**Brano citato:**
Scoperta shock a Giza: sotto le piramidi c’è una città con strutture che arrivano a 650 metri di profondità
A sostenerlo un team capitanato dal professor Corrado Malanga con Filippo Biondi e Armando Mei. Il Progetto Chefren condotto con l’utilizzo della tecnologia SAR avrebbe portato alla rilevazione di stanze e corridoi sconosciuti. Ma soprattutto di 5 Zed e otto strutture cilindriche che arrivano a centinaia di metri sotto terra

In questi anni Archeologia e Mistero si è occupata più volte dell’affascinante attività di ricerca del professor Corrado Malanga, e degli studi condotti col dottor Filippo Biondi e il dottor Armando Mei, sulle piramidi della Piana di Giza, in Egitto. Molto seguite, dai nostri utenti, le coinvolgenti interviste video al vulcanico ex docente del Dipartimento di Chimica dell’Università di Pisa. Il suo lavoro però non si ferma. Tanto che lo studioso, a metà marzo, ha presentato alla stampa internazionale e al pubblico, con i suoi due partner, una nuova sconvolgente scoperta fatta sotto il suolo della Terra dei faraoni: l’esistenza di vaste strutture nelle profondità dell’altopiano che formerebbero “una vasta area di costruzioni non naturali, seguendo geometrie complesse”. Inutile dire che la notizia ha creato enorme interesse e sta spopolando sui social.
Il Progetto Chefren
E’ il risultato del Progetto Chefren, The Khafre Research Project SAR Technology, condotto dal team di ricerca. Un lavoro, ampiamente discusso e corredato da prove scientifiche, coordinato appunto da Malanga, con Biondi (Department of Electronic and Electrical Engineering, University of Strathclyde, Glasgow, specialista in Radar ad apertura sintetica-SAR) e Mei (esperto in egittologia), come spiega in un video informativo la responsabile comunicazione del team Nicole Ciccolo.
La squadra di esperti ha utilizzato, nell’ambito dell’indagine archeologica, una tecnica innovativa che si avvale della tomografia Doppler con radar ad apertura sintetica (SAR, Synthetic Aperture Radar). Una tecnologia che non è azzardato definire rivoluzionaria. In grado di ridefinire i confini della analisi dei dati satellitari e della esplorazione archeologica. In questo modo è stato rilevato che sotto il suolo di Giza si cela qualcosa di scioccante in grado – se verrà confermato – di cambiare la storia come finora raccontata.
Una scoperta da brividi
Ma partiamo dall’inizio. In precedenza, gli studi di questi ricercatori avevano portato ad enunciare che dentro le due principali piramidi esistono corridoi e strutture finora sconosciuti. Ma la scoperta in questione potrebbe essere ancor più sensazionale: sotto il suolo di Giza, sotto quei monumenti famosi in tutto il mondo, vi sarebbero infatti altre vaste strutture, probabilmente una intera città sotterranea che potrebbe corrispondere alla enigmatica città di Amenti, quella mitica del Dio Thot. In particolare, però, vi sarebbero una serie di pozzi verticali che, si stima, potrebbero arrivare a oltre mille metri di profondità. Il punto di accesso a questi sistemi sotterranei, ad una possibile sconosciuta tecnologia, dovrebbe trovarsi - ad avviso degli studiosi - all’interno delle stesse piramidi. Sarebbero state individuate anche delle enormi camere sotterranee le cui dimensioni risulterebbero paragonabili a quelle delle piramidi stesse.

**Dati forniti:**
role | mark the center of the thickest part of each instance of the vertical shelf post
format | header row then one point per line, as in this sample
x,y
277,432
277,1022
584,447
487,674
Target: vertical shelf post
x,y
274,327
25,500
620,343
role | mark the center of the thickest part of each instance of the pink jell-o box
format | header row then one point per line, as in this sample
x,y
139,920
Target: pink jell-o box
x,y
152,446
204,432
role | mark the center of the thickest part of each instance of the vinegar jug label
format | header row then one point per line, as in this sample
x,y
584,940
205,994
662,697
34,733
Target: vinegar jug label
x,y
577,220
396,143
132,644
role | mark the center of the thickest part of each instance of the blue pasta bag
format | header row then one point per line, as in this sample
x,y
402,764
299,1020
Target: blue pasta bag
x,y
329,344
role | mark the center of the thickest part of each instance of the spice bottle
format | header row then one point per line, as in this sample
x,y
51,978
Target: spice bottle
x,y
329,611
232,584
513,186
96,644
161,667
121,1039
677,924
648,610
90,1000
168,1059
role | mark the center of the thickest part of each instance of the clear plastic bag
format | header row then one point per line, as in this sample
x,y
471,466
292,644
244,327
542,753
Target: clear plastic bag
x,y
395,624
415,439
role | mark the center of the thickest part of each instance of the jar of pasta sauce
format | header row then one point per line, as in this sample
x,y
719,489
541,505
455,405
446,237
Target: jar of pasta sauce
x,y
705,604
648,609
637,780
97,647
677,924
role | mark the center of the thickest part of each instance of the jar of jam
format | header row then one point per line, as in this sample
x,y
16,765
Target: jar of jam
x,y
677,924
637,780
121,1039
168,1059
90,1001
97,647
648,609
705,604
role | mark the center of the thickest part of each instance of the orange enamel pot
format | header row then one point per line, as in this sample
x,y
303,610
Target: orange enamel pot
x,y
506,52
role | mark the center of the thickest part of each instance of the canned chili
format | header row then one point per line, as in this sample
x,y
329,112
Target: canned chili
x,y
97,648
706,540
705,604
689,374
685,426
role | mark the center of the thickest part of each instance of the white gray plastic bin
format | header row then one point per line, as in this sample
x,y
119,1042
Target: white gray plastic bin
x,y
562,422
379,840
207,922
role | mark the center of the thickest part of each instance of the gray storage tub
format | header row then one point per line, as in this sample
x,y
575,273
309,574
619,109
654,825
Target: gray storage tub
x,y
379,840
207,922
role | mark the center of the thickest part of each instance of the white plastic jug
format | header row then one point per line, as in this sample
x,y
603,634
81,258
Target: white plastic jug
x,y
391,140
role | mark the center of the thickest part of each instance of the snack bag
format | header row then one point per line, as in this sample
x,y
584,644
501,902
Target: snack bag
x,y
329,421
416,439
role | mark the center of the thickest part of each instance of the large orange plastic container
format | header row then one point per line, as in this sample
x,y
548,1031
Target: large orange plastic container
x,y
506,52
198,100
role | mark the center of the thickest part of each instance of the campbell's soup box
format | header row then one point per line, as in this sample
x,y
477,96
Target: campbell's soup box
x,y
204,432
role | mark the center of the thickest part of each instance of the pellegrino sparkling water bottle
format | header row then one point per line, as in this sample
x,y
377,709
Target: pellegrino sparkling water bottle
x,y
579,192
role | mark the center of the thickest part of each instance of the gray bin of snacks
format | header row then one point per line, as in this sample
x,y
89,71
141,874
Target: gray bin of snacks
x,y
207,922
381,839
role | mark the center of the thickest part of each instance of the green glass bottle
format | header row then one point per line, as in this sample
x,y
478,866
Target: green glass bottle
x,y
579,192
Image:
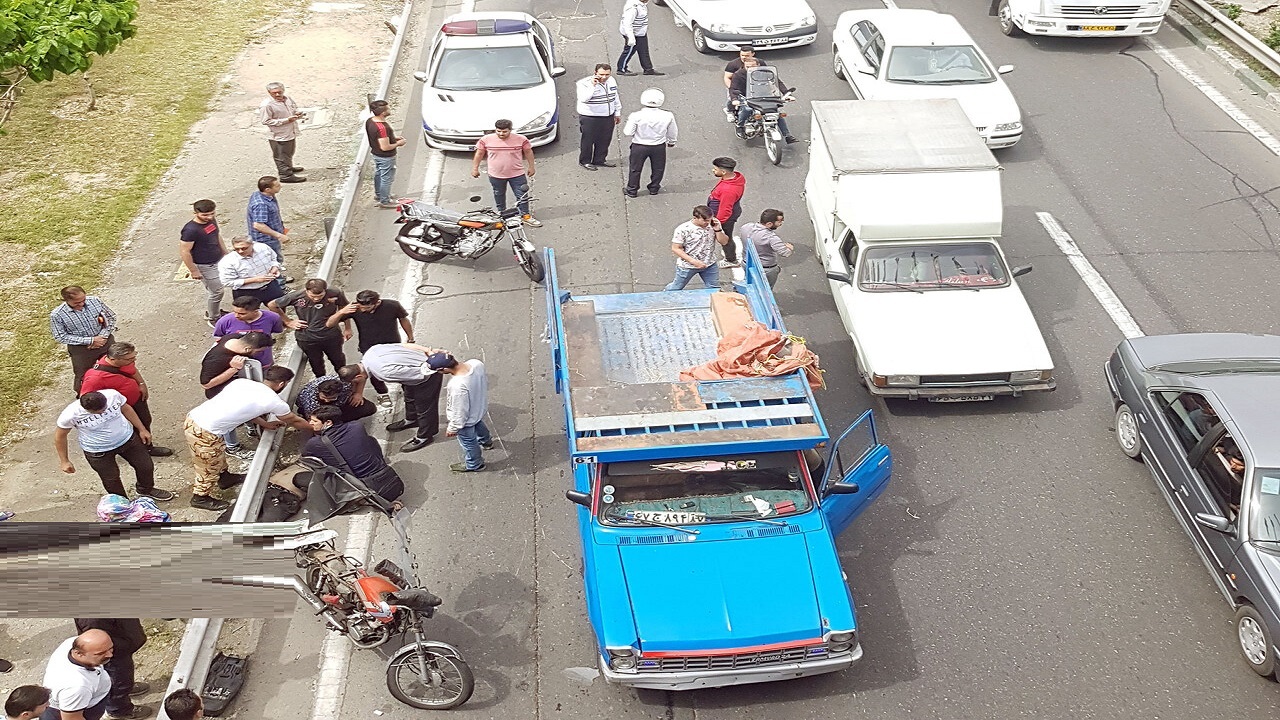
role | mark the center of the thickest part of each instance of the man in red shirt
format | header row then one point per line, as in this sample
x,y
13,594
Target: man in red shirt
x,y
117,370
726,203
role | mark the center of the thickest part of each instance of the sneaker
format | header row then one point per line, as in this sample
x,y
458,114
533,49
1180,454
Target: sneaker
x,y
205,502
158,493
227,479
135,714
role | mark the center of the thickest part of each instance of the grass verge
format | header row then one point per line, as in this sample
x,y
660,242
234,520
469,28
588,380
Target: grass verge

**Esercizi:**
A - Nel brano citato, di quale dipartimento e di quale università Corrado Malanga è stato docente?
B - Spiega perché, secondo il brano citato, la tecnica usata dal team si può definire rivoluzionaria.
Le righe non hanno alcun ruolo in questa parte.

**Risposte per esercizio:**
A - Malanga è stato docente del Dipartimento di Chimica dell'Università di Pisa.

B - La tecnica è la tomografia Doppler con radar ad apertura sintetica (SAR). Il brano la definisce rivoluzionaria perché è in grado di ridefinire i confini dell'analisi dei dati satellitari e dell'esplorazione archeologica.